Prompt:
Copy all the records exactly, but keep the pictures out of your version.

Record extracts:
============

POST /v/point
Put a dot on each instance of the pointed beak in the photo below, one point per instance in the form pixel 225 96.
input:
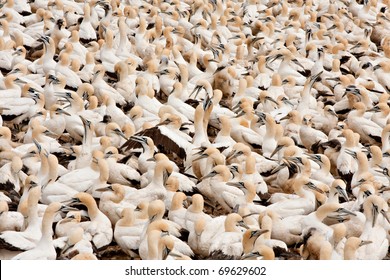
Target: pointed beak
pixel 342 192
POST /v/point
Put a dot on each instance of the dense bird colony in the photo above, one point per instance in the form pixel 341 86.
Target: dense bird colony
pixel 194 129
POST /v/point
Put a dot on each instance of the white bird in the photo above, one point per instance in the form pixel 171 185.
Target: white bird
pixel 45 249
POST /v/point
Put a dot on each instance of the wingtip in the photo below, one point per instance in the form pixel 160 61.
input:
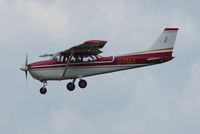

============

Result:
POST /v/point
Put a dot on each instance of the pointed beak in the photo below, one point per instance in the form pixel 225 96.
input:
Target: pointed beak
pixel 342 192
POST /v/point
Put a dot on each instance of the dense bird colony in the photo above, one point per instance in the form pixel 341 86.
Target: dense bird colony
pixel 194 129
POST /v/point
Put a dot on each instance of the white bird in the photo above, one point per instance in the form pixel 171 185.
Target: white bird
pixel 45 249
POST /v/point
Put a dot on each instance of the wingtip in the photo below, one point per instance in the form pixel 160 61.
input:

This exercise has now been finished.